SET EXERCISE – Without the pictures, give the entries below again exactly as written.

DATA EXTRACT –

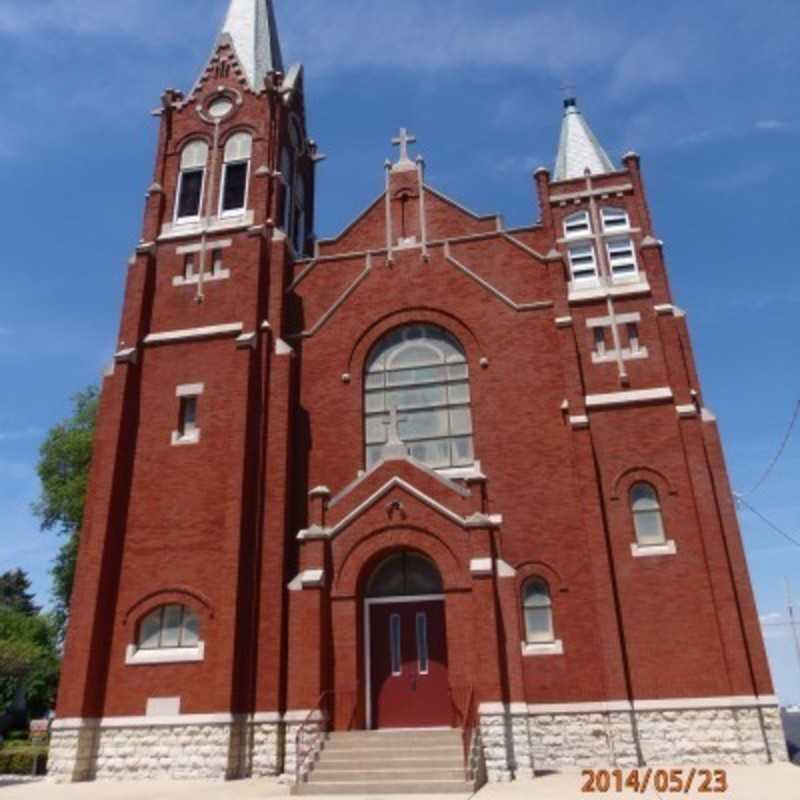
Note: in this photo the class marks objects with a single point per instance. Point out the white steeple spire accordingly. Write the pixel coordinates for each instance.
(579, 149)
(251, 26)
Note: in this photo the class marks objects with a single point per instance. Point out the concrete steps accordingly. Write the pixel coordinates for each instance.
(389, 762)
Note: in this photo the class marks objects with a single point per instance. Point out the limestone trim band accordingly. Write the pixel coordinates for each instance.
(183, 720)
(674, 704)
(629, 398)
(195, 333)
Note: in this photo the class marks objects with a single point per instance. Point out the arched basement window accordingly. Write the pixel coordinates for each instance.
(405, 574)
(169, 627)
(422, 371)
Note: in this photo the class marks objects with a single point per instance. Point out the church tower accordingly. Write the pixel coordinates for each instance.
(189, 480)
(432, 473)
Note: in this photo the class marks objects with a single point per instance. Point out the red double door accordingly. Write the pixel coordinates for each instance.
(408, 665)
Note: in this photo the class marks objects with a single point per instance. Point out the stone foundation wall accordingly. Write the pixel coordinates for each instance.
(210, 751)
(517, 744)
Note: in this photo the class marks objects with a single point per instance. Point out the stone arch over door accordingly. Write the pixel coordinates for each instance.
(405, 651)
(356, 557)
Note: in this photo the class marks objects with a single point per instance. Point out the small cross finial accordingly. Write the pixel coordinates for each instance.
(403, 141)
(568, 92)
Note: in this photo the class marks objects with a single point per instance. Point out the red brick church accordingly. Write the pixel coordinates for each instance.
(433, 474)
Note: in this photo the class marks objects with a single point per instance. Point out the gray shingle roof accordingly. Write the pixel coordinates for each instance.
(579, 149)
(252, 27)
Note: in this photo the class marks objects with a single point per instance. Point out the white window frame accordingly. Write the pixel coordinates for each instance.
(585, 231)
(584, 280)
(288, 162)
(183, 170)
(615, 213)
(448, 384)
(235, 212)
(640, 549)
(541, 647)
(136, 655)
(630, 275)
(192, 391)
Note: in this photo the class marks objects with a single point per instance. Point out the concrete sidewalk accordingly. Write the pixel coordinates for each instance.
(779, 782)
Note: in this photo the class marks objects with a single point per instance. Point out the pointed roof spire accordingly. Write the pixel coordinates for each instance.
(579, 149)
(253, 30)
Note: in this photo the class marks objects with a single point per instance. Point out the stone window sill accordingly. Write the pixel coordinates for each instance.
(669, 548)
(192, 228)
(555, 648)
(176, 655)
(580, 293)
(190, 438)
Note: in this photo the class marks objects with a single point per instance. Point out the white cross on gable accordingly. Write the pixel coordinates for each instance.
(403, 141)
(393, 425)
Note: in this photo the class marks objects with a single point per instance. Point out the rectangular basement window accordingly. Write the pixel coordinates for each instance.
(188, 431)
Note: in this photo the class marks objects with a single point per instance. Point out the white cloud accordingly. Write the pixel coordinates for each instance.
(774, 625)
(25, 433)
(513, 165)
(96, 18)
(770, 125)
(697, 137)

TASK RESPONSE –
Note: in this photo the class marks objects with a single point per instance. Point out the white steeple spire accordingly. Write the pixel coordinates for each instance.
(579, 149)
(251, 26)
Note: in this photo the class marks objects with a single point per instance. Point out the concrete steps accordingly. Write the pixel coordinates for each instance.
(389, 762)
Note: in this photo the class marks objects with a single point per instance. Point out the limestone trim band accordingly. Write the pixel coordinates for each instance.
(183, 720)
(674, 704)
(629, 398)
(195, 333)
Note: in this photo the class marks objects with a single point per instance. Point out the arched basement window accordingly. Write the pixel coordinates for each instance.
(405, 574)
(169, 627)
(422, 371)
Note: in this photo the class marks objects with a single point per instance. Point out the church tower accordingly. Write the pixel coordinates for each instance.
(189, 480)
(432, 473)
Note: in this photo the class marks objects with a single point per instance. Point out the red double door accordingly. Write the pixel coordinates for each instance.
(408, 665)
Note: in this photo the class marks objects with a single point per instance. Point out the stone foundation wall accordingly. Write the pixel coordinates for each instance.
(210, 751)
(517, 744)
Note: in this photo the class marks objects with a single point per instance. Point out the stone arch over door accordingly. Write the pixel coordinates for each instance.
(405, 651)
(356, 557)
Note: in this photo the class marks objects with a single point per instance. Point out the small cross finial accordingly. Write the pixel coordinates for each instance.
(403, 141)
(568, 92)
Note: in this photo the class marks objects with a single point per instance. Point out the red brick church accordingly. Write the pixel coordinates for each instance.
(433, 474)
Note: in this photo the class marks objects with a single point per instance. Point out the gray shingle roof accordingly. Write the pixel coordinates for each instance.
(579, 149)
(252, 27)
Note: in this photo the class marks objects with a single point per instance. Point out the white window frame accordingly. Write the pixel coordinates for each instance.
(585, 231)
(584, 280)
(288, 162)
(183, 170)
(615, 213)
(448, 384)
(235, 212)
(640, 549)
(541, 647)
(136, 655)
(630, 275)
(192, 391)
Note: in this photo the class marks objects with a single point per instance. Point out the concrete sidewalk accordingly. Write the pixel coordinates for each instance.
(779, 782)
Note: in this photo the class marks objects with a single point per instance. Point out the pointed roof spire accordingly. Write the pixel coordinates for each instance.
(579, 149)
(253, 30)
Note: in this photo the class marks objects with a single point per instance. Point out the stone window sill accordingly. Write the pixel coordinates for each instance.
(669, 548)
(192, 228)
(555, 648)
(176, 655)
(580, 293)
(190, 438)
Note: in this photo the class marks objects with a single point per instance. Point out the white cross on gable accordingly. Write the pixel coordinates for each instance.
(403, 141)
(393, 425)
Note: in this photo the class marks objects with a single point per instance. Point out the rectangular basement window accordingly. Write the pixel coordinates for each instance.
(188, 431)
Note: in this photo the class marks objects with a single point per instance. Point out the white cloud accordingly. Write the pixel coordinates for each instance.
(774, 625)
(25, 433)
(513, 165)
(96, 18)
(770, 125)
(697, 137)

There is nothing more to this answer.